*** Begin section ***

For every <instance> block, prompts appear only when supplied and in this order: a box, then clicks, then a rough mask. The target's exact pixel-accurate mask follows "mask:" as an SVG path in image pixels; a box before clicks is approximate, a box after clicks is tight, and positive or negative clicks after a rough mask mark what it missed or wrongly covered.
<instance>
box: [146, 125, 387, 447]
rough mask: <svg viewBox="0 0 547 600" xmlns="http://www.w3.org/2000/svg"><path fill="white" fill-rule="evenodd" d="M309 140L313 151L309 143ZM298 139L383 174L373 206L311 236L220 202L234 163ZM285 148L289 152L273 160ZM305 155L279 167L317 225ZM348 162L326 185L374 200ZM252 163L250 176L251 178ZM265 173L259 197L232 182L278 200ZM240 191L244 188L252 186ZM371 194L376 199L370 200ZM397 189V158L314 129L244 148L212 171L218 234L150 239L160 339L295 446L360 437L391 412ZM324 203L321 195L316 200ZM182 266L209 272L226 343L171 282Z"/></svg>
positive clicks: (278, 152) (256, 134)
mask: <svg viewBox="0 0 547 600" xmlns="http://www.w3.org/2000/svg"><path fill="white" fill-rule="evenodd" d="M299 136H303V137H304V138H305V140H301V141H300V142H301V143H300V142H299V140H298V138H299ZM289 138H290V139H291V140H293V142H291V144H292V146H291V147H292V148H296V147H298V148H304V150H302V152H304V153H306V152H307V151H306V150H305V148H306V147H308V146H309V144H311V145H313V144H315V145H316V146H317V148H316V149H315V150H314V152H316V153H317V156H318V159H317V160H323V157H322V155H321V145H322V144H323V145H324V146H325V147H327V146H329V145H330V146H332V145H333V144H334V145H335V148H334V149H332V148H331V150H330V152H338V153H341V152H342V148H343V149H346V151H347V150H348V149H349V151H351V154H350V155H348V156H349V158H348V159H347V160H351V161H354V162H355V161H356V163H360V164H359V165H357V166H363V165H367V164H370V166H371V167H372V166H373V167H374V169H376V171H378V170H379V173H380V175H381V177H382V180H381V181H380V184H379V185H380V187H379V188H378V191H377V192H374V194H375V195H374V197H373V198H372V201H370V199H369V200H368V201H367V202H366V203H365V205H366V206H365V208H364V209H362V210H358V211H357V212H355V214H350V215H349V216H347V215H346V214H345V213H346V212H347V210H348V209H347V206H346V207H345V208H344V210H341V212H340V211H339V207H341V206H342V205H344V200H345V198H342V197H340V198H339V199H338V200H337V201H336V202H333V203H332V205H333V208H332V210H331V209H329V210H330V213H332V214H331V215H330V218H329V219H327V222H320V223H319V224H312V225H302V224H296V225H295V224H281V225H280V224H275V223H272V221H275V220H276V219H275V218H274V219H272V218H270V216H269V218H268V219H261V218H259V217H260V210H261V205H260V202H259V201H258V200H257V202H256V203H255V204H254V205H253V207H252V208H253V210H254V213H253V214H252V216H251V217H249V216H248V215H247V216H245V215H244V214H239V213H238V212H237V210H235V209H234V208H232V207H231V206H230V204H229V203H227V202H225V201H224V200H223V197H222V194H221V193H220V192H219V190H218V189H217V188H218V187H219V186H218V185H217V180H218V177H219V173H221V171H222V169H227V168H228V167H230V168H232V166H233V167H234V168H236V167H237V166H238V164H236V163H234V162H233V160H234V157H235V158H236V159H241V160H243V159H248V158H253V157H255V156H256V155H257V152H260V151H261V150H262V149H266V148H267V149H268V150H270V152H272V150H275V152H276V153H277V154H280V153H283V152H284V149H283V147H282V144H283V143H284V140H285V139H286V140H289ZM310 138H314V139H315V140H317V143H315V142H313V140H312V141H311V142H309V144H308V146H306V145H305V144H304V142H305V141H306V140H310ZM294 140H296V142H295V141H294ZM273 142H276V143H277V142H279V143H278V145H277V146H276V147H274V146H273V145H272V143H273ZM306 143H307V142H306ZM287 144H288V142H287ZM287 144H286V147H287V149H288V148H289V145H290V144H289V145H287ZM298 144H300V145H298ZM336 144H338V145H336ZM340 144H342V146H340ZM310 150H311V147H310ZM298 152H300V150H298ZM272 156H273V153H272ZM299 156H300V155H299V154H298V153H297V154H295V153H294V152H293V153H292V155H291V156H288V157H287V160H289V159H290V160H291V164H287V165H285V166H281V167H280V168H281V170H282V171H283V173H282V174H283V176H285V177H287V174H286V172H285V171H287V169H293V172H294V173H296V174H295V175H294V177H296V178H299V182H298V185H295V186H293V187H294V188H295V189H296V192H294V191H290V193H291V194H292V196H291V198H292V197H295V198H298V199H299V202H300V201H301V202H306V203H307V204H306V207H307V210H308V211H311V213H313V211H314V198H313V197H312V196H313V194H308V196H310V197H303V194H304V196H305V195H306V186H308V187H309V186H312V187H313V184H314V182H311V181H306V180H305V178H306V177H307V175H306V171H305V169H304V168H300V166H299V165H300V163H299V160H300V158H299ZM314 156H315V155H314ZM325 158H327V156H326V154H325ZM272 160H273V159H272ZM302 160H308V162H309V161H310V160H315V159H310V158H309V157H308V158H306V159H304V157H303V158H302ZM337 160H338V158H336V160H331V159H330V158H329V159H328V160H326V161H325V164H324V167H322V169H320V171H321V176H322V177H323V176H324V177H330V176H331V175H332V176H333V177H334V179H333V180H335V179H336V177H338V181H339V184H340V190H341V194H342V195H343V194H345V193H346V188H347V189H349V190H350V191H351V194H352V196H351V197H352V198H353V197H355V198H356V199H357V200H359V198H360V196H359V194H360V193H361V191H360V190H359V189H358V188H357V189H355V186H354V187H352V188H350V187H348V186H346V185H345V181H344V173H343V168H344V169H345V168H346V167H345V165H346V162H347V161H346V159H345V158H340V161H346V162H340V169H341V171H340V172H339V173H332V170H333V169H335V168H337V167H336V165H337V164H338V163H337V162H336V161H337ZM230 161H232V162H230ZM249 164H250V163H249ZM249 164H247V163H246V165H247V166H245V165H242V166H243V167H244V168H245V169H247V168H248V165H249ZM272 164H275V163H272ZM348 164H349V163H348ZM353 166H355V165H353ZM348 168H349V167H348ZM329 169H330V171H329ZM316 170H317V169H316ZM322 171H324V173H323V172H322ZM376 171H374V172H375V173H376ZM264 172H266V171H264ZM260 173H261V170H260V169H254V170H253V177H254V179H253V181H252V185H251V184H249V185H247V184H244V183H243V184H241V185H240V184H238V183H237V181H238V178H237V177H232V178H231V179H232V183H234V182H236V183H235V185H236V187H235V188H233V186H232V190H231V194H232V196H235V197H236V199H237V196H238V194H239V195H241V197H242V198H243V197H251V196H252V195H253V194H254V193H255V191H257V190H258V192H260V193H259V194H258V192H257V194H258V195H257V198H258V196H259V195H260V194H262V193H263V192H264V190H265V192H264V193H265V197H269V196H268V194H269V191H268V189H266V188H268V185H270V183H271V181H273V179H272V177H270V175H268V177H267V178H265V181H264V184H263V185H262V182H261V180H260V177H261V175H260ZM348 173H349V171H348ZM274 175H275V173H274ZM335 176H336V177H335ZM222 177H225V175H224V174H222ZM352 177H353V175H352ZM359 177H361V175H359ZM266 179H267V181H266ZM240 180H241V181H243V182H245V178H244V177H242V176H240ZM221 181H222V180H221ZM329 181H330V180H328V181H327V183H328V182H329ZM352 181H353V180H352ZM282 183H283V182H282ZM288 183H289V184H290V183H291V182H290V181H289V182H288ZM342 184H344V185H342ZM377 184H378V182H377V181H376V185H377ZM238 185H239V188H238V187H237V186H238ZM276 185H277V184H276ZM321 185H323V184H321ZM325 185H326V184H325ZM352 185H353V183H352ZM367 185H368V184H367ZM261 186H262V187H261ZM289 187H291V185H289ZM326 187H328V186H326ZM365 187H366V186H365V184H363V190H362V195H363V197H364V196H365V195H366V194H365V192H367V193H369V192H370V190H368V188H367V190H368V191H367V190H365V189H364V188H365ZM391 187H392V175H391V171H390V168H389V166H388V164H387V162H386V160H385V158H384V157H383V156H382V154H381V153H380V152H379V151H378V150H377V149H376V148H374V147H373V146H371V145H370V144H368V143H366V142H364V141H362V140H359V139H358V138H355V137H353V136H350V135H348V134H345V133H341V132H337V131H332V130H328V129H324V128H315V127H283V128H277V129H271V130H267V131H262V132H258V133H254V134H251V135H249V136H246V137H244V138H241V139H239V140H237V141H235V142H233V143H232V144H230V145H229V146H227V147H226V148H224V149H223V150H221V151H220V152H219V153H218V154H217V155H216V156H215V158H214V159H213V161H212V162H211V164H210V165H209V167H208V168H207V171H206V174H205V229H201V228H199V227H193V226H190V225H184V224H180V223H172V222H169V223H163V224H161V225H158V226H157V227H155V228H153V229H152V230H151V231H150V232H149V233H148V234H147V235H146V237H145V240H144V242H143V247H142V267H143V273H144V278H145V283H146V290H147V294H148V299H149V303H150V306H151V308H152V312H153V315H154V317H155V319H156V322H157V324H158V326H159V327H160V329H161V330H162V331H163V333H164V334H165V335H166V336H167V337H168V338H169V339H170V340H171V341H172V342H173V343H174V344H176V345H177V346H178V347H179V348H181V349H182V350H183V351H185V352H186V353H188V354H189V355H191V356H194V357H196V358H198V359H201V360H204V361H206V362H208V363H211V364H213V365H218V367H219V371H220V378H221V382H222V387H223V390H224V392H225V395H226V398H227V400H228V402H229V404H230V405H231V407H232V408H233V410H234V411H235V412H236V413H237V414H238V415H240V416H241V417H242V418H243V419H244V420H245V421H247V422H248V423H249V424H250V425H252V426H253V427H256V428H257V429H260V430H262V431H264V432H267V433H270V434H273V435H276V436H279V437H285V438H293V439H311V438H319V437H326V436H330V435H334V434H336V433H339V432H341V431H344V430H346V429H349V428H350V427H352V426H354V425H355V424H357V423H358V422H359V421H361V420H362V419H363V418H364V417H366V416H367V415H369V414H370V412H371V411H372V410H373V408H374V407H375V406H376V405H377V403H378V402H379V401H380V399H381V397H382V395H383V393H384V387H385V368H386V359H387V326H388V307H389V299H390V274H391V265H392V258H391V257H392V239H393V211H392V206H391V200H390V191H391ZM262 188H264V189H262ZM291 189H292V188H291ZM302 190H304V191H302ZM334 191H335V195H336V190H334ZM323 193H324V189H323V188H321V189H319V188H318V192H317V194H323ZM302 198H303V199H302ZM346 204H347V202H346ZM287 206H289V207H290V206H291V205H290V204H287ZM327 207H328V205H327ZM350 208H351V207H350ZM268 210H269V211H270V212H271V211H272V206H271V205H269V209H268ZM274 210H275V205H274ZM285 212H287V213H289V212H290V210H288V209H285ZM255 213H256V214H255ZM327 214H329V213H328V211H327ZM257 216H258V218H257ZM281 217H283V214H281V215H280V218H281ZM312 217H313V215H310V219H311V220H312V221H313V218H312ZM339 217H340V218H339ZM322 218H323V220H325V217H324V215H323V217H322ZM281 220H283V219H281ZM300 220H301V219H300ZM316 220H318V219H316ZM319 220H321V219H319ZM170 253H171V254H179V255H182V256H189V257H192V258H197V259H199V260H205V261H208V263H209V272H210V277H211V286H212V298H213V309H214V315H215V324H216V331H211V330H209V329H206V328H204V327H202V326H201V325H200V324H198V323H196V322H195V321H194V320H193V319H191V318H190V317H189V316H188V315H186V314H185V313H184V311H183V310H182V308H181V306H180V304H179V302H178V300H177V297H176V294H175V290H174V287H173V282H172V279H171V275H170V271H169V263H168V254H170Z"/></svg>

*** End section ***

* **EXERCISE INSTRUCTIONS**
Please give an exact copy of the lines above, beginning with the line containing "box: [146, 125, 387, 447]" and running through the line containing "rough mask: <svg", and of no other lines.

* **ANSWER BELOW**
box: [146, 125, 387, 447]
rough mask: <svg viewBox="0 0 547 600" xmlns="http://www.w3.org/2000/svg"><path fill="white" fill-rule="evenodd" d="M309 140L313 151L309 143ZM298 139L383 174L373 206L311 236L220 202L234 163ZM285 148L289 152L273 160ZM305 155L279 167L317 225ZM348 162L326 185L374 200ZM252 163L250 176L251 178ZM265 173L259 197L232 182L278 200ZM240 191L244 188L252 186ZM371 194L376 199L370 200ZM397 189V158L314 129L244 148L212 171L218 234L150 239L160 339L295 446L360 437L391 412ZM324 203L321 195L316 200ZM182 266L209 272L226 343L171 282Z"/></svg>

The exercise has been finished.